*Source text*
• • •

SUIT FILED FOR MEMO PARKER, November 1, 2008

   
Memo Parker's lawyer has filed a federal lawsuit for alleged civil rights violations Parker says he sustained during his second arrest in a two-year-long series of marijuana events in Ukiah.
    The complaint was filed Oct. 15 in the U.S. District Court in San Francisco. It names seven defendants: Robert Nishiyama, Peter Hoyle, Thomas Allman, the Mendocino County Sheriff's Office, the county of Mendocino and 100 "Does"  as stated in the complaint filed by J. David Nick and E.D. Lerman.


Chronology of the Cases:
   •  On Oct. 16, 2006, brothers Memo Parker and Mark Parker were arrested on a search warrant served at two Gardens Avenue locations. At that time, officers seized 190 marijuana plants, 262 smaller "clone" plants and 170 pounds of processed marijuana. It was stated at the time that both Memo and Mark Parker had medical marijuana recommendations.
   •  In August of 2007, a jury voted 11-1 that Mark Parker was not guilty of managing a location for the production of a controlled substance. He was also acquitted of all other charges.
     The same jury that let Mark Parker walk then voted 10-2 to convict Memo Parker. Because jury members said that more deliberating would not yield a unanimous decision, a mistrial was declared.
   •  On Sept. 5, Deputy District Attorney James Nerli said that the Mendocino County District Attorney's Office would retry Mark and Memo Parker.
   •  Then, in February 2008, authorities returned to the Gardens Avenue locations of Memo Parker and in a raid took 297 marijuana plants and 34 pounds of processed marijuana, police reports stated. Memo Parker was arrested at that time on suspicion of cultivation of marijuana for sale and possession of marijuana for sale.     Following the second arrest, Parker pleaded no contest to conspiracy to commit acts injurious to public health or morality. By pleading as he did, all other charges against him were dropped.
    • The most recent event involving Parker prior to when the complaint was filed was when he entered Mendocino County Jail in mid-August to begin serving a 180-day sentence.
   •  In a press release last week from one of Parker's attorneys, J. David Nick, Nick stated that the lawsuit focuses on a practice of questioning those arrested "without informed consent under the Miranda rights and illegal interrogations of suspects who are represented by counsel." In the press release, Nick also states that the Sheriff's Office uses the term illegal commercial growers' and the idea that all marijuana sales are illegal' to take away rights from medical marijuana growers.
    • Nick stated that the second arrest of Parker in February is when Parker was allegedly interrogated unlawfully by the Mendocino Major Crimes Task Force. According to Nick, the Sixth and Fourteenth Amendments of the United States Constitution grant Parker rights which were violated during the second arrest.

• • •

*Items from a dataset*
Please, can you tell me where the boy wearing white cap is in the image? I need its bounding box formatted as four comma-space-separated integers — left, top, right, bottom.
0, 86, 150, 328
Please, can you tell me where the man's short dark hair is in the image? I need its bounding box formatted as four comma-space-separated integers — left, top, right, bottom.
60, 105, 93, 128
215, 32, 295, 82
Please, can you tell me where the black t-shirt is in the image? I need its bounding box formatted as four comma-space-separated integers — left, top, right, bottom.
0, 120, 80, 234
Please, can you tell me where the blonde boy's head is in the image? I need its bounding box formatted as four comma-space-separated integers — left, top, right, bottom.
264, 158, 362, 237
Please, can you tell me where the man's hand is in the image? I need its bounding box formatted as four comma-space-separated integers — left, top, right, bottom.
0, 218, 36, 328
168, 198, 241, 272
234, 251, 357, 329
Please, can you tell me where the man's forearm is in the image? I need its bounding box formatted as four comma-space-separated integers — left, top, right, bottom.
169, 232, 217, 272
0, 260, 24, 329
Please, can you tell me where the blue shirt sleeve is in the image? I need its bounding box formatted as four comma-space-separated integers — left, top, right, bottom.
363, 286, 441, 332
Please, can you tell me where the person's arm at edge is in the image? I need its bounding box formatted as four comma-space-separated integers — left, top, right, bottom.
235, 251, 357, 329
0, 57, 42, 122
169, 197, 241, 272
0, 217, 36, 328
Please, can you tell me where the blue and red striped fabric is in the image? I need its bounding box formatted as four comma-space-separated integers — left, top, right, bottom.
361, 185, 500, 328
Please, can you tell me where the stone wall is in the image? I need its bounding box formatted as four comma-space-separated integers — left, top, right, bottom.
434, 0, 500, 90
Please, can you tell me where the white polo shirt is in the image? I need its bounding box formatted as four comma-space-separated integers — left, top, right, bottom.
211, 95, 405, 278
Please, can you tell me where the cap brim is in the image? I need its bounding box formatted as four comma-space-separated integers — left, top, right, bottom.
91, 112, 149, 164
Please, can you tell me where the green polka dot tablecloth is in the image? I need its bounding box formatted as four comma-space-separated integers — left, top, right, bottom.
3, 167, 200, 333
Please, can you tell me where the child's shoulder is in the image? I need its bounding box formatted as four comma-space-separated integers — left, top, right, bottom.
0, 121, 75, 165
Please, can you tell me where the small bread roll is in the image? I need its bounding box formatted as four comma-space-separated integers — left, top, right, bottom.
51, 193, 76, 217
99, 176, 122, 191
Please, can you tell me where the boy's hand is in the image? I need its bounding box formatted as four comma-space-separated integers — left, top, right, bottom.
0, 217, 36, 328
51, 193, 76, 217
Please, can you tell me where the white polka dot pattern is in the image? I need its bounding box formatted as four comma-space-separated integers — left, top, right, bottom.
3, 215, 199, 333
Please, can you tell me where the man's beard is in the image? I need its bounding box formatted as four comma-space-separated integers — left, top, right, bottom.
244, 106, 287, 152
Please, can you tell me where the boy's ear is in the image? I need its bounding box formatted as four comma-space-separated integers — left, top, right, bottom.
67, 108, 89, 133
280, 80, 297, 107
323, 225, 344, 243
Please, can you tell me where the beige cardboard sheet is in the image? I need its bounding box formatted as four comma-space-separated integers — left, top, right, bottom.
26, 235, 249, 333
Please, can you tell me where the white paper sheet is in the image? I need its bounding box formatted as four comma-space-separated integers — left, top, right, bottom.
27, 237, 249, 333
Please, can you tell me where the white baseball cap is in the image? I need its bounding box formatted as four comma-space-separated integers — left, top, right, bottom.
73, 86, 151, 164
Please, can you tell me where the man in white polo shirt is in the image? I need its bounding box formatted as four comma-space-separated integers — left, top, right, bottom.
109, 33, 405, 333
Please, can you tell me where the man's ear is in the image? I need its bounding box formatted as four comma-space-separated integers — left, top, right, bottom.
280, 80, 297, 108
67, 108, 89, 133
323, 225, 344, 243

• • •

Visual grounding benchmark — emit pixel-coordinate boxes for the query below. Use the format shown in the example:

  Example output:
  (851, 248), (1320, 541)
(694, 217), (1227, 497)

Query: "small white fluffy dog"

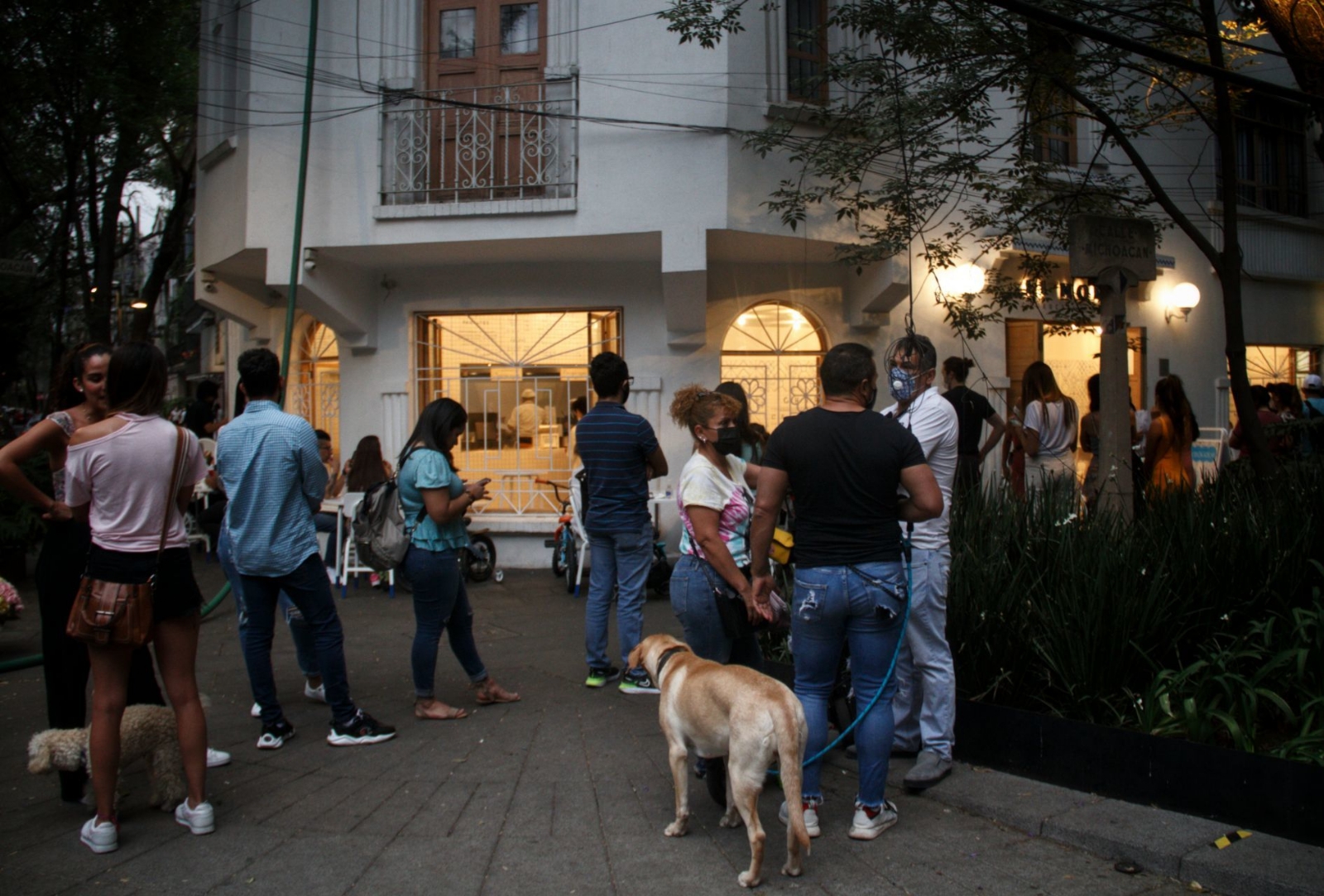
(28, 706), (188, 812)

• • •

*Your objective*
From the news report on Memo Parker's lawsuit, list every quantity of marijuana that authorities seized in the two Gardens Avenue raids, noting which raid each belongs to.

*Result of this task*
October 16, 2006 raid:
- 190 marijuana plants
- 262 smaller "clone" plants
- 170 pounds of processed marijuana

February 2008 raid:
- 297 marijuana plants
- 34 pounds of processed marijuana